» **Assigned task**: Lines to return, exactly: from the line with "Note. One marker is placed on each instance of the green" to the line with "Target: distant tree" in the entries below, both included.

» **Material shown**:
....

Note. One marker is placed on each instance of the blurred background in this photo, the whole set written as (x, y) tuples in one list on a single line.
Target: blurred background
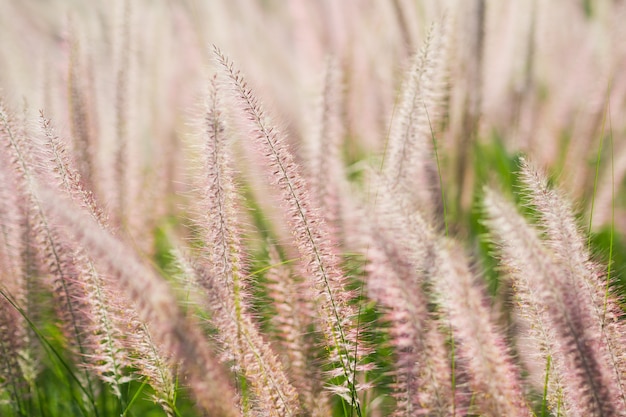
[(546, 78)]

....

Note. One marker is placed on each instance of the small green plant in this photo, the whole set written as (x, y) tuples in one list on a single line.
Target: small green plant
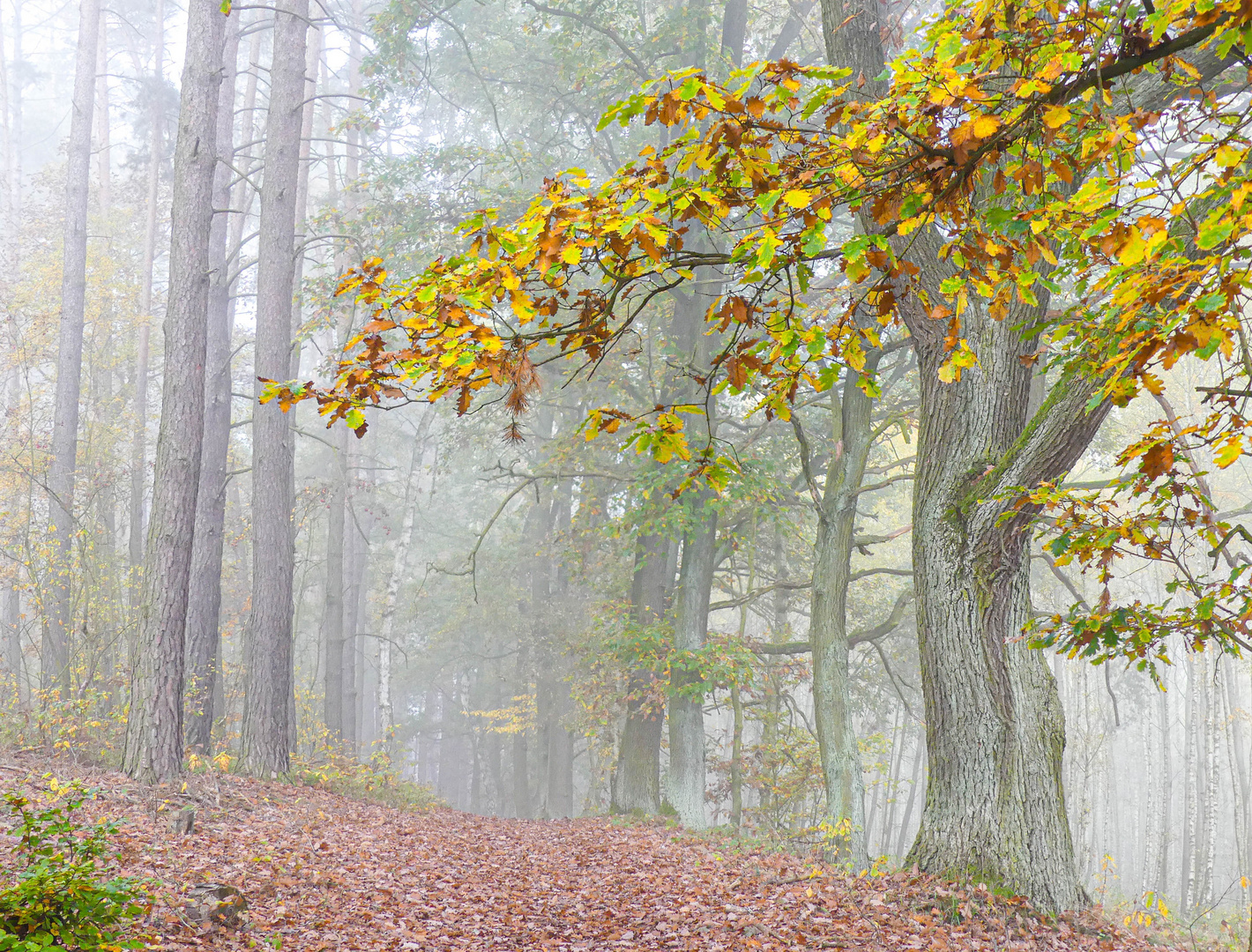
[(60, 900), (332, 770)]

....

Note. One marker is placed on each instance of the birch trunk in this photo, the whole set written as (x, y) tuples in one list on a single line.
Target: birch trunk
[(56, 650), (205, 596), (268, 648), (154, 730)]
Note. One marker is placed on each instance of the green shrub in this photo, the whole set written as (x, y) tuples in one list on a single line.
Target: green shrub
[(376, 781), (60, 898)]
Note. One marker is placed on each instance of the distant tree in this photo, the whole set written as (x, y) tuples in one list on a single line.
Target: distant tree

....

» **Exercise solution**:
Note. One marker is placed on each instance of the green shrub in this photo, the whole set written as (x, y) tuples in one list on a single line.
Target: green shrub
[(376, 781), (60, 898)]
Note. One marker is placed on each instance of the distant tree in this photo, the whole set written as (x, y) tuples in one list on a single line.
Target: distant tree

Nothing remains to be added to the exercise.